• [WORK TO BE COMPLETED]: Every line from the line containing "arm wrap, written as integer pixel values." through the final line below is to be repeated exactly; no other line is.

═════ PROVIDED DATA

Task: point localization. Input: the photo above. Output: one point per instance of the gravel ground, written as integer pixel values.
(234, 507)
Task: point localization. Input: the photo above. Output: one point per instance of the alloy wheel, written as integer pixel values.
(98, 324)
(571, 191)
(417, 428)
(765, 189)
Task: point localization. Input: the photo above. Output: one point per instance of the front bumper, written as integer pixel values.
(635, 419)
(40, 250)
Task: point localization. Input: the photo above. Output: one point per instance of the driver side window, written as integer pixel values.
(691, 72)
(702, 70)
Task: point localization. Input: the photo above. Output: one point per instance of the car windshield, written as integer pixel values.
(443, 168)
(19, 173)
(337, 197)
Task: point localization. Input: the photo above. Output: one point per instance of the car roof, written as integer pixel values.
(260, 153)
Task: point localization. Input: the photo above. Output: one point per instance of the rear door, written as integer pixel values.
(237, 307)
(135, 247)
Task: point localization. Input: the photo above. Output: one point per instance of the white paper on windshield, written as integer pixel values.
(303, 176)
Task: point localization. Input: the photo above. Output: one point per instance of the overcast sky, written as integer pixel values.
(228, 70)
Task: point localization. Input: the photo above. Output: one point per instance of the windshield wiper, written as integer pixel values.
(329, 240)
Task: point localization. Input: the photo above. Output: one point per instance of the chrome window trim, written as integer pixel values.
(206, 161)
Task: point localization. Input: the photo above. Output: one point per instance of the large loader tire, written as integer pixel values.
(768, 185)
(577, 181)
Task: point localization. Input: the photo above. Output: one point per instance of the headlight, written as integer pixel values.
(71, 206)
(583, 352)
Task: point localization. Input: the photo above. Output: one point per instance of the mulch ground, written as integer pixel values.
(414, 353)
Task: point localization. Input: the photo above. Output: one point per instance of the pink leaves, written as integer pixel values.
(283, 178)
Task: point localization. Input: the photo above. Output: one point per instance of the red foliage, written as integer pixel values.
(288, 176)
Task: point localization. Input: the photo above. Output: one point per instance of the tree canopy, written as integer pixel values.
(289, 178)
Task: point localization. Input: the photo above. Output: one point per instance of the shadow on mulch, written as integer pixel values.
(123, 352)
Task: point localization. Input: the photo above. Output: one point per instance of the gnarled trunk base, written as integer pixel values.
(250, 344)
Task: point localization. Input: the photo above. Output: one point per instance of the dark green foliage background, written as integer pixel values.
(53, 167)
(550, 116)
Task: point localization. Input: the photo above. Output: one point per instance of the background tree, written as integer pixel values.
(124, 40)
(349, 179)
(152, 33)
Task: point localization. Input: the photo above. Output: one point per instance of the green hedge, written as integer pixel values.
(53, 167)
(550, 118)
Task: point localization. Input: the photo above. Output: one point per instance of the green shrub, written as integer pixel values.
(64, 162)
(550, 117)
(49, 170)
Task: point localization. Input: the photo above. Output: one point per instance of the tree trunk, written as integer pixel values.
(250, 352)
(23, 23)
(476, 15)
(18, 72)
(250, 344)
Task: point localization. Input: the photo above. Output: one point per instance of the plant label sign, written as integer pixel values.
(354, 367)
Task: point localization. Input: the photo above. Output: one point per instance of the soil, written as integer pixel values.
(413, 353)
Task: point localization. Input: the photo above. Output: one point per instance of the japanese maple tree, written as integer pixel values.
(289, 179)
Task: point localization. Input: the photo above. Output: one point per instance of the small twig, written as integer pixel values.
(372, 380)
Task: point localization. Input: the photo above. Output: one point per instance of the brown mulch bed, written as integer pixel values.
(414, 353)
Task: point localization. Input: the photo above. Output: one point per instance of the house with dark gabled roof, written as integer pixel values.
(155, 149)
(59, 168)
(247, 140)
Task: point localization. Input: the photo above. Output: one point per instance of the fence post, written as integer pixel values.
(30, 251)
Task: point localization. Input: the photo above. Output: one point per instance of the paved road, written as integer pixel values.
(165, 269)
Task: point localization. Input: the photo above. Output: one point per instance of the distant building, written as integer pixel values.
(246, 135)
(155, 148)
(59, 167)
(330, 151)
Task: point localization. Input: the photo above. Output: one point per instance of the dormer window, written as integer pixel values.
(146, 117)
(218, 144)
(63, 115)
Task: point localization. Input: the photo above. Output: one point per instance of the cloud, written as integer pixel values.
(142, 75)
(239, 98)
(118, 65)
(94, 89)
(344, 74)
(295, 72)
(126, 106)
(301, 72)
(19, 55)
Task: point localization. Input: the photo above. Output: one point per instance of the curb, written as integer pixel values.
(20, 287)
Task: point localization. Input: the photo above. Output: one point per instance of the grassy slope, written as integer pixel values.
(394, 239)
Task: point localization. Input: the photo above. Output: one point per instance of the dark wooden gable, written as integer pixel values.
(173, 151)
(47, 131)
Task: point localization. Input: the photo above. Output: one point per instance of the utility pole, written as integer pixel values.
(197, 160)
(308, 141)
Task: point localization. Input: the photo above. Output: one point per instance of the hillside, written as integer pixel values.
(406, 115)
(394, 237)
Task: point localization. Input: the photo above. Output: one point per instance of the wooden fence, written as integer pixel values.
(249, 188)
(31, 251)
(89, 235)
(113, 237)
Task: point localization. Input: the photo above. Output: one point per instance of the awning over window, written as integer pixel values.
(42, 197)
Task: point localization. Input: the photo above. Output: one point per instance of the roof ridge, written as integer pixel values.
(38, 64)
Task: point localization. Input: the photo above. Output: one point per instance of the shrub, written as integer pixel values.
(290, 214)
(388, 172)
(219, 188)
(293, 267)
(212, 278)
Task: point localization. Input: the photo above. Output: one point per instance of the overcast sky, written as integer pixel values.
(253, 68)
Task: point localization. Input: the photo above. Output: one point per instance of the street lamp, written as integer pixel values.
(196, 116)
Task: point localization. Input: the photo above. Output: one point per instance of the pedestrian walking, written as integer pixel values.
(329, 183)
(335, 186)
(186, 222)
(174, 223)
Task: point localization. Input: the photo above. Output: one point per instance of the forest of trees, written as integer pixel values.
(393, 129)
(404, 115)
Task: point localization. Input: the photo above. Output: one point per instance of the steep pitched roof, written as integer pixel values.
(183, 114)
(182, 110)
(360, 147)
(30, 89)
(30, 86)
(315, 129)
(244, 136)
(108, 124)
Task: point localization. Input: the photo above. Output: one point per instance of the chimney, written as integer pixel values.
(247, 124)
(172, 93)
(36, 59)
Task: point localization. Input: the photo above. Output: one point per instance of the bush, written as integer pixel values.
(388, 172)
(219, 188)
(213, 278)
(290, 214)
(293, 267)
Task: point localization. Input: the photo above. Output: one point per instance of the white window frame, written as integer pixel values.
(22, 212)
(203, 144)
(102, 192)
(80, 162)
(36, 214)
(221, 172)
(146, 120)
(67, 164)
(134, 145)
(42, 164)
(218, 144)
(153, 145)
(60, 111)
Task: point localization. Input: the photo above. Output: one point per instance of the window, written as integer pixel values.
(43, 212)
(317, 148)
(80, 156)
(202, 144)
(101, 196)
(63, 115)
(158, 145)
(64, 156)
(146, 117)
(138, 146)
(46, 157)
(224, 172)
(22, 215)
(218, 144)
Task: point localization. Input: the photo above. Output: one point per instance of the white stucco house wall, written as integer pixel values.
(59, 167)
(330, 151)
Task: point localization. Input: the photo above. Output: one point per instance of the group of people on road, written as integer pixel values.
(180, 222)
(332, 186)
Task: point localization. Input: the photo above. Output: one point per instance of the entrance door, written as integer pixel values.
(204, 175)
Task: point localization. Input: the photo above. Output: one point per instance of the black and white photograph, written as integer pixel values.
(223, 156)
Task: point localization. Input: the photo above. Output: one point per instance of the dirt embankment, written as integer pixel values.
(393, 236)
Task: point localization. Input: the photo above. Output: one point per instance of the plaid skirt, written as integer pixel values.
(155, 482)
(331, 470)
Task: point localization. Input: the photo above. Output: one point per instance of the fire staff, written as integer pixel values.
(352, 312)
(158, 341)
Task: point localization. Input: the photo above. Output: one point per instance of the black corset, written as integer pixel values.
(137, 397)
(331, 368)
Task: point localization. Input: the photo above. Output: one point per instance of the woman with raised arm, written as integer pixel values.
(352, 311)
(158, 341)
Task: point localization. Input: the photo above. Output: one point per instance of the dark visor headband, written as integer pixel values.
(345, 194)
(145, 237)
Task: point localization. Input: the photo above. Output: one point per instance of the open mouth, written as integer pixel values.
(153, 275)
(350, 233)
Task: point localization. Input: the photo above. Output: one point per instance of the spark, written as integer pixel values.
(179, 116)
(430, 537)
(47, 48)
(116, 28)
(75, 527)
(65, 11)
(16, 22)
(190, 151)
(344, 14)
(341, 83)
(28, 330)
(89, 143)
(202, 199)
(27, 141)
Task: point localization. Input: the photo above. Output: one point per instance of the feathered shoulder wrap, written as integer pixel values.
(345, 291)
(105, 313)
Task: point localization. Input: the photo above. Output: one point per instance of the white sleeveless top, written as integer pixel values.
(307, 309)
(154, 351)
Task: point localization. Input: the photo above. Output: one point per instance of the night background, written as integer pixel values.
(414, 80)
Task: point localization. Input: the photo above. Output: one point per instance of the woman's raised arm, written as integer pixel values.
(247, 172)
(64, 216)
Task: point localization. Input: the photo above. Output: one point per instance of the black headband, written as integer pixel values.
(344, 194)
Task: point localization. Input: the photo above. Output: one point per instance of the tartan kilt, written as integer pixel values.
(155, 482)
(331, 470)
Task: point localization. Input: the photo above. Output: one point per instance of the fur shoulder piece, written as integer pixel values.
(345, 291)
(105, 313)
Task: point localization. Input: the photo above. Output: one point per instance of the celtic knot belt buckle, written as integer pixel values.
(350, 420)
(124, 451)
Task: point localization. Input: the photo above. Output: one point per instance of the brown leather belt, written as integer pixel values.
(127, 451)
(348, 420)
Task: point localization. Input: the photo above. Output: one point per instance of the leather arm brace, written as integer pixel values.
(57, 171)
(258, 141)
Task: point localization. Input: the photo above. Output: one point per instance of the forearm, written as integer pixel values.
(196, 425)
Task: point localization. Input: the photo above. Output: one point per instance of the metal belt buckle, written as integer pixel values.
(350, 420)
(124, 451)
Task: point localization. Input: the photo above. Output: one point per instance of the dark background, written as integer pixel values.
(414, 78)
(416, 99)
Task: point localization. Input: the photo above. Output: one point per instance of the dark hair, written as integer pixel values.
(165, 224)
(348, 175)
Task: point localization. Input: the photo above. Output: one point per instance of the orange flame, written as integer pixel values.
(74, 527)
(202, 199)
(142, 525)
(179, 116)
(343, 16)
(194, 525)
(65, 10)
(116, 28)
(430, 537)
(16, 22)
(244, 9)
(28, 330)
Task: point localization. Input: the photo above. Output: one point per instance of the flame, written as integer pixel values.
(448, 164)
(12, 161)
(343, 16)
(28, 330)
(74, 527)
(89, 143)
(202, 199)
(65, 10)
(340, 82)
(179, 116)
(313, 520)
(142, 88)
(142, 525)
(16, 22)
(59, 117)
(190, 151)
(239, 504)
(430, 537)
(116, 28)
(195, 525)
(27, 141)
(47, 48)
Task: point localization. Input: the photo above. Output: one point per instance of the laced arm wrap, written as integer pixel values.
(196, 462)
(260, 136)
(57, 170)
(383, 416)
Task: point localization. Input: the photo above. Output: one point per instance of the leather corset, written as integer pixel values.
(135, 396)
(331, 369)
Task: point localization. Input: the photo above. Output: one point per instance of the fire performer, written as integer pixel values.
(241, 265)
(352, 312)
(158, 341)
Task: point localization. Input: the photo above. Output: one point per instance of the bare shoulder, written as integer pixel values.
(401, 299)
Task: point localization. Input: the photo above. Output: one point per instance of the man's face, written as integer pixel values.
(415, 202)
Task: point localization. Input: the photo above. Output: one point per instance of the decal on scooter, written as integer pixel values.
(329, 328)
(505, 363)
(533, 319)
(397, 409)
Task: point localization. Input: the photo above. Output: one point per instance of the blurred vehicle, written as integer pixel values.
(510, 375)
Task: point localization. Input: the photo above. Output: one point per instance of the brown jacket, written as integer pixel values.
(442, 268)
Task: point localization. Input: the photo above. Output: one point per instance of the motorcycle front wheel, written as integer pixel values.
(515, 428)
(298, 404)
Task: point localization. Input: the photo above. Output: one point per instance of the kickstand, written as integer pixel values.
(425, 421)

══════════

• [REPLY]:
Task: point localization. Input: the photo above. Output: one point per instance of the laced arm wrap, written as integer pixel values.
(196, 462)
(260, 136)
(57, 170)
(383, 416)
Task: point localization. Input: the photo above. Output: one point per instance of the leather corset, written as integer pixel values.
(135, 396)
(331, 369)
Task: point localization. Input: the photo above. Output: one point per instance of the fire performer, written as integer pixel values.
(241, 265)
(352, 312)
(158, 341)
Task: point localization. Input: the photo above. Output: one point per instance of the bare shoulder, written as integer pixel values.
(401, 299)
Task: point localization. Input: the photo above. Output: one point per instance of the man's face, written as integer pixel values.
(415, 202)
Task: point localization. Input: the photo above. Output: one point per instance of the decal on scooter, written as integer pixel values.
(329, 328)
(505, 363)
(533, 319)
(397, 409)
Task: point localization. Input: the photo above. Output: one point per instance of the blurred vehicle, written as integer pixel values.
(510, 375)
Task: point localization. Input: the photo above. Output: one point per instance of the brown jacket, written as integer pixel values.
(442, 268)
Task: point localization. Input: the photo above. Output: one point per instance of the motorcycle front wheel, written as integer pixel values.
(515, 428)
(298, 404)
Task: point localization. Input: the photo above. Output: one point per instance of the kickstand, written as integer pixel values.
(425, 421)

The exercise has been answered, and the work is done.